Omit the images. Copy each entry word for word.

--- DATA EXTRACTS ---

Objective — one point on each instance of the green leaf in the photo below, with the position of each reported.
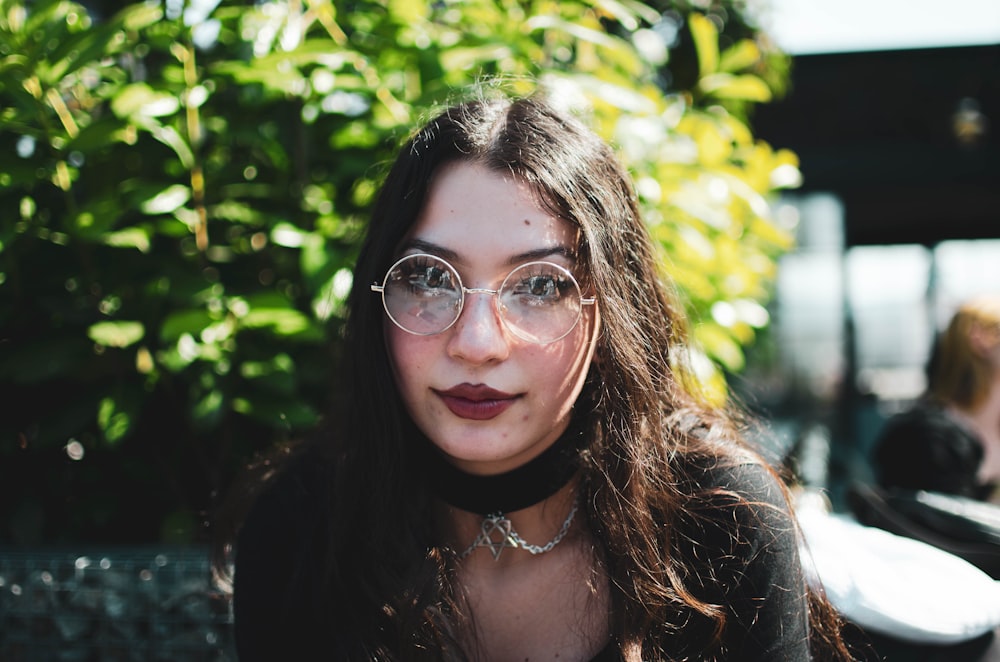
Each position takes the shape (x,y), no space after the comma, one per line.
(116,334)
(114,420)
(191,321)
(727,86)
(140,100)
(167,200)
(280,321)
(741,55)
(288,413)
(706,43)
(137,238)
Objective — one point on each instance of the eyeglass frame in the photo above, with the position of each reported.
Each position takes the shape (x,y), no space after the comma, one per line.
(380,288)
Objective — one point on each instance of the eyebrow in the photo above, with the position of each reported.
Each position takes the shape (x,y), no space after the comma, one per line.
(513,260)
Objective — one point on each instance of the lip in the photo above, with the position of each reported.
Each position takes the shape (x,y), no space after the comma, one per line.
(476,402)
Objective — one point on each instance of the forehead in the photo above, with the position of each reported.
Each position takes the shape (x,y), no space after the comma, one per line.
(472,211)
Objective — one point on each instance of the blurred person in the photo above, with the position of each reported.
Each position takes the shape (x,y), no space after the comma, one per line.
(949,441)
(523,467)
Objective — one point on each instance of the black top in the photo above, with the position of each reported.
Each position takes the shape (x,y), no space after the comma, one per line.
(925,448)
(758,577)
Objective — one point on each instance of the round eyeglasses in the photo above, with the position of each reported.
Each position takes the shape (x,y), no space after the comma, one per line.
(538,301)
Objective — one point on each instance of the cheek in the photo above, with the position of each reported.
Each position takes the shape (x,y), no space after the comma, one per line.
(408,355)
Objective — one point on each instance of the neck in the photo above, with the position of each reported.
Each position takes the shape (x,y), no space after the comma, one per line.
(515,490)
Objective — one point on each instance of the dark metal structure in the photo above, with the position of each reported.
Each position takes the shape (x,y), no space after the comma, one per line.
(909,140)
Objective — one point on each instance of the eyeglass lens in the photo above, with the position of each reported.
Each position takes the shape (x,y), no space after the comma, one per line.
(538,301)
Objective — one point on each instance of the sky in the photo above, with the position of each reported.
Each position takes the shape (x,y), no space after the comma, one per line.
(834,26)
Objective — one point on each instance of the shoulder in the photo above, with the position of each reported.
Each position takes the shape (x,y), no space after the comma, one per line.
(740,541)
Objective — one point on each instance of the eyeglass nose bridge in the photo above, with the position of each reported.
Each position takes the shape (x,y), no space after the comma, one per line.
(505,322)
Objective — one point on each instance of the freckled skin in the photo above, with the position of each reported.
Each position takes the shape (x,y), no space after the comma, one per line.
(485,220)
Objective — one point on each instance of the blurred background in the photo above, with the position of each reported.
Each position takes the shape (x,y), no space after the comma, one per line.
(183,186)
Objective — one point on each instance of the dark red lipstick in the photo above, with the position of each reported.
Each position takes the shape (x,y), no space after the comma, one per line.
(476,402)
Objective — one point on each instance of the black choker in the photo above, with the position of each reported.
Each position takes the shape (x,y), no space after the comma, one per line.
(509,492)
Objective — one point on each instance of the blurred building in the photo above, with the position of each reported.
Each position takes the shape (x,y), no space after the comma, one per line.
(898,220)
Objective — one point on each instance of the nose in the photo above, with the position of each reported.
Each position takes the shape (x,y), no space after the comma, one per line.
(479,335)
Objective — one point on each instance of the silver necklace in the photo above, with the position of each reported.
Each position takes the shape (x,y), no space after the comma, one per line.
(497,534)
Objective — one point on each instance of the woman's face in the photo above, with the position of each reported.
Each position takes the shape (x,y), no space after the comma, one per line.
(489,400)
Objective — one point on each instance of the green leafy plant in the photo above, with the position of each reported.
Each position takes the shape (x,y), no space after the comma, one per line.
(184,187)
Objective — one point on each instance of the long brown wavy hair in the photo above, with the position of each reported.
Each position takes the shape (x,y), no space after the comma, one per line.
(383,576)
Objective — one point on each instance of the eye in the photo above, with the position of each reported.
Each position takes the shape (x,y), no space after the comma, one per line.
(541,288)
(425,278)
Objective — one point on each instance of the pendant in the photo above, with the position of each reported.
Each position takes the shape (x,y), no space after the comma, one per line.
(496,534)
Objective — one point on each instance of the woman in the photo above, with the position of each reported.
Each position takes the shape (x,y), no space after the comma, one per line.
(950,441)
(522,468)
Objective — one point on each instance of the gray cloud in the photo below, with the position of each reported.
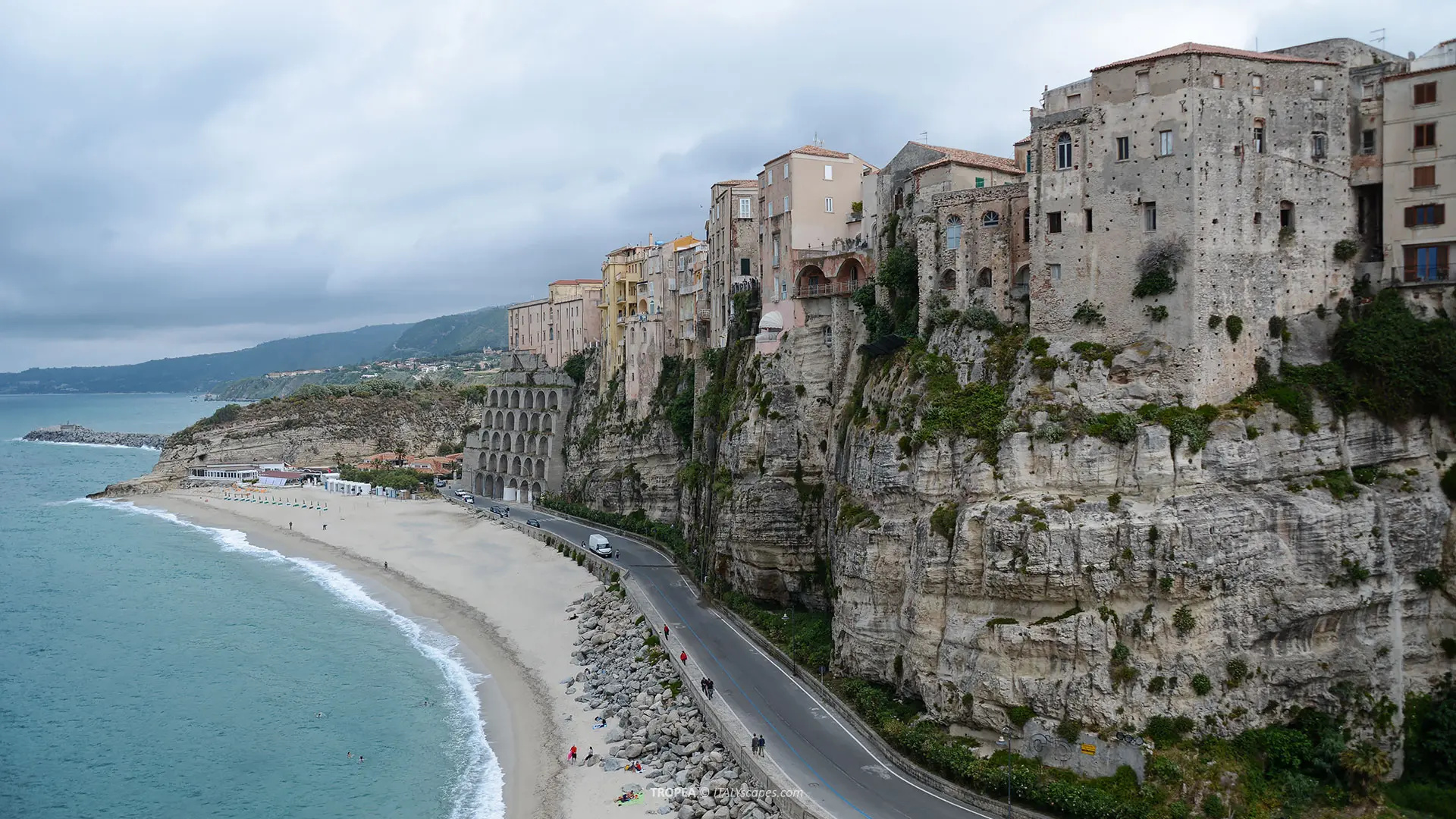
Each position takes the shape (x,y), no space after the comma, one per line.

---

> _ANSWER TO THE PROBLEM_
Objective — one point on each instance of the green leaf in the photo below, with the position of each reported.
Each position takes the shape (x,y), no space after the comma, one per line.
(116,334)
(114,420)
(191,321)
(727,86)
(140,100)
(167,200)
(280,321)
(741,55)
(288,413)
(706,43)
(137,238)
Objective — one point on each instance of the eyeglass frame in the photo above, with the position of each reported.
Each position takes the shape (x,y), no space after the comma, one per line.
(380,288)
Objective — one point on each instance of the eyebrow in the photo above, with the position of each reported.
Each position takes the shape (x,y), no space after the comma, one per line.
(513,260)
Objective — one point on each instance of the lip in the photo above, with the position of each reported.
Each position takes the shape (x,y), no space after the comma, one per line.
(476,402)
Objective — one point on each instance of the forehead in the photo above, with the position of each reported.
Each position takes the shape (x,y), no space after the comma, one per line.
(472,211)
Objective — one point on each instance of the blurred person in the photo above, with the position of each reported.
Each position takes the shape (x,y), no space after the comma, one per line.
(949,441)
(523,467)
Objective — one point on each instance of the black top in the photo above, with the position of each reported.
Each position takes the shape (x,y), no space after the comma, one per line.
(925,448)
(758,577)
Objective — one point on each instance of the round eyeglasses in the photo above, with the position of each reported.
Each position takes the shape (x,y), no space after the comma, one per line.
(538,301)
Objective — one point on each instance of the cheek in the photo above, with the position of each reported.
Each position takes the shape (x,y), no space after the comma, one per line.
(408,355)
Objective — one point on each instance of the neck in the photo above, with the position of each reported.
Each position takes the shape (x,y), no space after the comma, one per line.
(515,490)
Objective — one point on each instance of the dark metal structure in the photo above, with the position of each reported.
Each position takes the shape (x,y), no space after the comma, one per line.
(909,140)
Objective — one point on each instance of the eyeglass lens in the photo above, with the position of each reported.
Each position takes the shape (x,y), no space after the comma, one per line.
(538,301)
Objective — one point on each instance of the sky in the photo above, with the position of each reported.
Each position takes the shape (x,y), no space after the comma, one per line.
(834,26)
Objective — one point on each instance of the shoulder in the photo above, with the position of each reported.
Each position takes the shape (x,y), no space after the comma, one per line.
(740,541)
Objective — one point on each instance of the eyeglass nose bridge in the photo above, with the position of each reported.
Each position takes the shape (x,y), no space after the comma, one per line.
(505,322)
Objective — one point on each instance of the freckled skin in the photo above, with the position of each reported.
Each position takes the shape (x,y), no space after the comma, one per line.
(485,220)
Objective — one point on each instance of the blurred background in the photo above, with the position of each reported.
Each position takes the shape (x,y), no space after the comma, one per line.
(183,186)
Objective — one point on each instance of the dark red lipstick in the photo above, with the position of each reported.
Each position takes the shape (x,y), no space after the comma, one per line.
(476,402)
Objective — one point on each instance of the black choker in the photo above, with the position of each reported.
Each position takes the shape (x,y), no space after the comma, one per line.
(509,492)
Objective — one point on each instance of the blurred building in the photo above, with the position of each reported.
Each position takes the shape (x,y), no space after the comma, one per line.
(898,220)
Objective — one point on each instance of the nose in the photo above, with the position of each reported.
Each position takes the shape (x,y), no space after the comma, one per line.
(479,335)
Objective — one point on each instance of the silver necklace in the photo above, with the position of each reported.
Each position takes the shape (x,y), no space after the comma, one per line.
(497,534)
Objective — one point on each instance of the woman's face in the photo above, with the position of each reported.
Each position takes the shape (x,y), no space after the comma, one per line.
(489,400)
Objective — one point on each instance of the green leafy plant in the photo above, with the position of each reported.
Each position takes the shape (x,y), no space after the comma, one per line.
(184,187)
Objective — one point on each instance of the long brown wavy hair in the photo above, with the position of each reported.
Each position takes the shape (x,y), no space after the comma, one per line.
(383,576)
Objective — one point on each instance of the eye in the photo above, with the position of each reported.
Each position takes the shape (x,y), no space after the comma, one per line.
(541,288)
(425,278)
Objective — one point on each instance of the pendant in the photo above, with the position of each reported.
Each position takes the shape (x,y), no space after the comma, one per line.
(496,534)
Objective — one point on each instance of the woman in the photo above, with the position of each reported.
Each position takes the shape (x,y), no space after the comma, one per line.
(950,441)
(522,468)
Objective — one point on each instance of the gray cloud in the photo below, with the position of each reported.
Each position takes the shape (x,y), no space after the comma, one per line.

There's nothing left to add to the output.